Extracted records
-.-.-

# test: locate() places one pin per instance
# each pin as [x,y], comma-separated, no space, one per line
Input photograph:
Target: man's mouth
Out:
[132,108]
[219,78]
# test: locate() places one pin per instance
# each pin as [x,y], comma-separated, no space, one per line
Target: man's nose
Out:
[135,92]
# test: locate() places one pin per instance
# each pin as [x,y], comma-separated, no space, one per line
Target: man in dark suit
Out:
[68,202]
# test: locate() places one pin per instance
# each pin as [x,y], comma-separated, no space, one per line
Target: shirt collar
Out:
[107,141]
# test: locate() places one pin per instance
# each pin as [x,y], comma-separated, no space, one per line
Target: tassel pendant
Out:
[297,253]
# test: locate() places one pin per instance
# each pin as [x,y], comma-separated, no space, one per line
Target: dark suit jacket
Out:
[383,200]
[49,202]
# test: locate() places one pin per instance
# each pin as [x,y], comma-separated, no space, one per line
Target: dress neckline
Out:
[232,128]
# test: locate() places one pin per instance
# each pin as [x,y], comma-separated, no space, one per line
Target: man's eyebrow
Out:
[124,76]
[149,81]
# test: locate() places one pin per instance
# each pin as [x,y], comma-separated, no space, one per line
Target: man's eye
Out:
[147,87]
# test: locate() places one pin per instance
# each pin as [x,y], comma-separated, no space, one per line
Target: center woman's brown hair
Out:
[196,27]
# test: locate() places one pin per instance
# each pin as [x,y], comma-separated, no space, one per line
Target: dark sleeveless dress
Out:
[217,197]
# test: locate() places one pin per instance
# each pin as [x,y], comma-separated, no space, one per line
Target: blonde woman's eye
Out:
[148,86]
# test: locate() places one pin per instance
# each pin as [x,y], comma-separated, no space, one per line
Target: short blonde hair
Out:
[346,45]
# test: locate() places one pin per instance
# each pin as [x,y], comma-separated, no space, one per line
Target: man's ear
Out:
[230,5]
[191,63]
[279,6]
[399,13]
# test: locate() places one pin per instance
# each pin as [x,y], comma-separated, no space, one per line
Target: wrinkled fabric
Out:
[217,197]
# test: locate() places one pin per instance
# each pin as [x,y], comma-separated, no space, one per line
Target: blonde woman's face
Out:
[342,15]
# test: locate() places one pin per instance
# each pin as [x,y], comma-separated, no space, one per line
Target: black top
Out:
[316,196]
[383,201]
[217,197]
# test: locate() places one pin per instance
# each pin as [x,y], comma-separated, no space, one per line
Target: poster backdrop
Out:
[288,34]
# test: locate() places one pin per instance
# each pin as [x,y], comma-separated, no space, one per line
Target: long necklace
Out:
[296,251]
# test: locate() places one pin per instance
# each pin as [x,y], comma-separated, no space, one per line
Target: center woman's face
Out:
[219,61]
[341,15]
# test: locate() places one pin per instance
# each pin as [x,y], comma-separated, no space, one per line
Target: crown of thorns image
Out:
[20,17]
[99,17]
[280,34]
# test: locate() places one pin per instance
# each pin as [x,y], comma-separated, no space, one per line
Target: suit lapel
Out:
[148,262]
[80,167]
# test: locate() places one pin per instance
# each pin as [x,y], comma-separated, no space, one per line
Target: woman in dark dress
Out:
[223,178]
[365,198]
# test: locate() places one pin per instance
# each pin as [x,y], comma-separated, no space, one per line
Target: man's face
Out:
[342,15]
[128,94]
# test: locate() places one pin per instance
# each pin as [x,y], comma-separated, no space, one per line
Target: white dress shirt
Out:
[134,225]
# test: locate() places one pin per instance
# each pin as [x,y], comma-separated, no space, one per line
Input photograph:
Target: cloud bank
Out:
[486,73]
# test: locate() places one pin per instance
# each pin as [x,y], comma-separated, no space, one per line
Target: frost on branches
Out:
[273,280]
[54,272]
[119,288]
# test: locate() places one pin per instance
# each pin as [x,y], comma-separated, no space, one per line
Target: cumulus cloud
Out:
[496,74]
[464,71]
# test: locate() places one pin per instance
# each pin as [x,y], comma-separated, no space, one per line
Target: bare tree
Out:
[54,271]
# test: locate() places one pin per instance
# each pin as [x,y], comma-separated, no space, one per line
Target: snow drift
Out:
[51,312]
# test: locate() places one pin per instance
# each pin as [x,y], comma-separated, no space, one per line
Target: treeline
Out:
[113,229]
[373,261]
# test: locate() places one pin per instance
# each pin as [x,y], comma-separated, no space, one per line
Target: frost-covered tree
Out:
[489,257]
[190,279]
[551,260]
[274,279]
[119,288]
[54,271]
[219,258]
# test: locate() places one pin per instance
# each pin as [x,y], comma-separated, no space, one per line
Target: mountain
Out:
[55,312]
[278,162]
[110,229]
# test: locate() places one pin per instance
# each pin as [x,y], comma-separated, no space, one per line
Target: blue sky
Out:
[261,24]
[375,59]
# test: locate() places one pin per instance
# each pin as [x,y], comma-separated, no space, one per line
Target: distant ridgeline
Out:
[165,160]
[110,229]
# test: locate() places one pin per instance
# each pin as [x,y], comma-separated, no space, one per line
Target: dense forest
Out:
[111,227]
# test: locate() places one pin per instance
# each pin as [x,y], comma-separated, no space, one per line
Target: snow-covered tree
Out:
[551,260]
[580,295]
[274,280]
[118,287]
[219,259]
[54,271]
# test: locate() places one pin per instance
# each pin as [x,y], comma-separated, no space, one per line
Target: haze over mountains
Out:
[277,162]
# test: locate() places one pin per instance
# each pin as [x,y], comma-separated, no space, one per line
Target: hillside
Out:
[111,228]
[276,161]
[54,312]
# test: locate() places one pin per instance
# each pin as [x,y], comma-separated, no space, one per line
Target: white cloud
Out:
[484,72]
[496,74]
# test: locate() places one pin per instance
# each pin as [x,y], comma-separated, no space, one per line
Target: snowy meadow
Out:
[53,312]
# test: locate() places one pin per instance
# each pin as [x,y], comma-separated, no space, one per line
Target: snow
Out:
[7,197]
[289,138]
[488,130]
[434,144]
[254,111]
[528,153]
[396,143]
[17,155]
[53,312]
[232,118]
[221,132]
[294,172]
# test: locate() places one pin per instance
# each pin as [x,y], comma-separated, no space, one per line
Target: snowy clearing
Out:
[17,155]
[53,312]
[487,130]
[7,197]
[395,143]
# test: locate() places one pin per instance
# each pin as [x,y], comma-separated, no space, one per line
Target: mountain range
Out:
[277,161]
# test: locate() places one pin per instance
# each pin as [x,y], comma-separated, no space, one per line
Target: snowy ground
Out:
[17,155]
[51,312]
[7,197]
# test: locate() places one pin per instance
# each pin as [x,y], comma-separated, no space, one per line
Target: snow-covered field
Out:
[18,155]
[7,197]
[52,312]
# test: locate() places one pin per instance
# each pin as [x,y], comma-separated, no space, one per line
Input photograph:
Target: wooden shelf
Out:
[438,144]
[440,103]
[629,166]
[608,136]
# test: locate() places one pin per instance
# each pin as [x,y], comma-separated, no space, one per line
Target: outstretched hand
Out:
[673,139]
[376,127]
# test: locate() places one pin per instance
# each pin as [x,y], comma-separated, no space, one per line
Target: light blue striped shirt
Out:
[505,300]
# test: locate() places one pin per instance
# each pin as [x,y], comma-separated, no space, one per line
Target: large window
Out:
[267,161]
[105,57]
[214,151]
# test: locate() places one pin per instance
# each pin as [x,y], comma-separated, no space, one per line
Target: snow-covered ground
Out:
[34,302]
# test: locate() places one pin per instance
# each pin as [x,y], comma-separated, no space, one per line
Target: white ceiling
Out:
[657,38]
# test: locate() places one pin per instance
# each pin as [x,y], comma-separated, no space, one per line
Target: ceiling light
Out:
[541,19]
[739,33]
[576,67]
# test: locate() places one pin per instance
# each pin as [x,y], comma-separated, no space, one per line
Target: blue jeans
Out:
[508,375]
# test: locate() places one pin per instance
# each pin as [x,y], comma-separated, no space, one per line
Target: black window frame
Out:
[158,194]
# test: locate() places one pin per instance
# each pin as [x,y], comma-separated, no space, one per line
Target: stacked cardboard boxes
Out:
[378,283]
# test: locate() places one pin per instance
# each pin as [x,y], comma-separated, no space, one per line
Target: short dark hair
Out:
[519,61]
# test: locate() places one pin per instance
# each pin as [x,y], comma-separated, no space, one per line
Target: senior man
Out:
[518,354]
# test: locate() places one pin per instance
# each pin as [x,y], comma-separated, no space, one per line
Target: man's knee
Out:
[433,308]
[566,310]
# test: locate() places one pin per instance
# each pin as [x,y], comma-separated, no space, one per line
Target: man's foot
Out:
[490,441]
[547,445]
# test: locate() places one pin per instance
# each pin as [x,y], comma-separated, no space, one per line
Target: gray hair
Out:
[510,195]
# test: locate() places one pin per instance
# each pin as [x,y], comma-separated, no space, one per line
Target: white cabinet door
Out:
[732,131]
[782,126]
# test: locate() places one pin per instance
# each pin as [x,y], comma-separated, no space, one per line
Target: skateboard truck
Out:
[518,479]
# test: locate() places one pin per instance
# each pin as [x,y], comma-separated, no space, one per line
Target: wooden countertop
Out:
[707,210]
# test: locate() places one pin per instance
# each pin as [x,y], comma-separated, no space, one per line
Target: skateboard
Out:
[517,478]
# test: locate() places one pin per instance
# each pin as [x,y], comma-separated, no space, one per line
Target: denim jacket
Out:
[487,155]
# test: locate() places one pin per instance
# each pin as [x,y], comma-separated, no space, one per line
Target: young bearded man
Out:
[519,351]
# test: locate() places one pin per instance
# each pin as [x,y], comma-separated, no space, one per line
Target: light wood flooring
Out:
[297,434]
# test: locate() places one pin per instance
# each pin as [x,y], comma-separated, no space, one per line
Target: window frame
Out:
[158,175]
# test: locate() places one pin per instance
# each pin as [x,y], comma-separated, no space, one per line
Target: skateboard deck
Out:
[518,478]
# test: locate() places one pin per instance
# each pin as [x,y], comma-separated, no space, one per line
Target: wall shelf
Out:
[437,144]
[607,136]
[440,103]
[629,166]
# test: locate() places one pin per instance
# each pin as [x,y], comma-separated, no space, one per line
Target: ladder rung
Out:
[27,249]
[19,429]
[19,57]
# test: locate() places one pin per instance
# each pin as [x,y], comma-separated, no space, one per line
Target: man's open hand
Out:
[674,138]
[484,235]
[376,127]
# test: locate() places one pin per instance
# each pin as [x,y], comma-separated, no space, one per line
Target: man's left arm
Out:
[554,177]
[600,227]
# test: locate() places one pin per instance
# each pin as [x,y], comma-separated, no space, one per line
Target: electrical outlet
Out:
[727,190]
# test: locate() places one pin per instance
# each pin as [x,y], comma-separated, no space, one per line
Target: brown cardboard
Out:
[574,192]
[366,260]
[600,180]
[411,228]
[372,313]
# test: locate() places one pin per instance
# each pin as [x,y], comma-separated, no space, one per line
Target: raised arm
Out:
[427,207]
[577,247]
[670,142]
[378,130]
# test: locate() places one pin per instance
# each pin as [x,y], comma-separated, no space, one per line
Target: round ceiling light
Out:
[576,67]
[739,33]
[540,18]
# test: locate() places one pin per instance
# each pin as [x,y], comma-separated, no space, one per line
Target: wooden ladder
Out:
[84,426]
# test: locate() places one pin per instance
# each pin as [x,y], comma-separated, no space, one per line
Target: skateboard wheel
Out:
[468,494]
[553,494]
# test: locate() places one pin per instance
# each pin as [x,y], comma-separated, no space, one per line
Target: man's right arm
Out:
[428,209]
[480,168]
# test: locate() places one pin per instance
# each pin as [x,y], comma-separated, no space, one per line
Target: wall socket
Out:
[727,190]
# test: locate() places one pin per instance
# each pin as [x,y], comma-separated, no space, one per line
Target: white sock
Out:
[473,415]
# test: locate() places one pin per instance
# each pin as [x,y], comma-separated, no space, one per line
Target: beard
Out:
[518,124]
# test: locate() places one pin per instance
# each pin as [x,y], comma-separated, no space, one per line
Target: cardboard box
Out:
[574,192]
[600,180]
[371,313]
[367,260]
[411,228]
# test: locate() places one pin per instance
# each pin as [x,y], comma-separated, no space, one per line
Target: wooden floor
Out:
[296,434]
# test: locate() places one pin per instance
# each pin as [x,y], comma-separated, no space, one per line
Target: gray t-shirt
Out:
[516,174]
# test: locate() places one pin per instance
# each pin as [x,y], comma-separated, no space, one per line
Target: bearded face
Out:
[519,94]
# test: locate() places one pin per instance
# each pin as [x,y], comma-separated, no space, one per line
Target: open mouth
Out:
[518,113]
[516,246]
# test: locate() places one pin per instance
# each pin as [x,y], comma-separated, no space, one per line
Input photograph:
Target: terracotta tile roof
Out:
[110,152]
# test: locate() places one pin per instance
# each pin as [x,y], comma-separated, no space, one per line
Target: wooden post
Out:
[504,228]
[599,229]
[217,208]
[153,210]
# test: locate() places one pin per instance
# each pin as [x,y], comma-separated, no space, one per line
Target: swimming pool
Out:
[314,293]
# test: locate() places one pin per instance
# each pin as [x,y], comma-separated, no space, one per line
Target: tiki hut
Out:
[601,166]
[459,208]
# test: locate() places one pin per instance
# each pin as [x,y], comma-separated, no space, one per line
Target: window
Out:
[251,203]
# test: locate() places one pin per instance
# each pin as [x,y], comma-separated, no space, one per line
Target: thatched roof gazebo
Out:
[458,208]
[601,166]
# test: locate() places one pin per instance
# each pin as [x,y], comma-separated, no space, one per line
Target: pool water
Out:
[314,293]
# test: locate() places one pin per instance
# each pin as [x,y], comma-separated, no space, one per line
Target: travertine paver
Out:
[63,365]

-.-.-

The problem: Pick out every line in the rows above that contains the word "woman", matching case exactly.

Answer to the exercise:
Target: center woman's brown hair
Target: blonde woman's eye
Target: blonde woman's face
Target: center woman's face
Target: woman in dark dress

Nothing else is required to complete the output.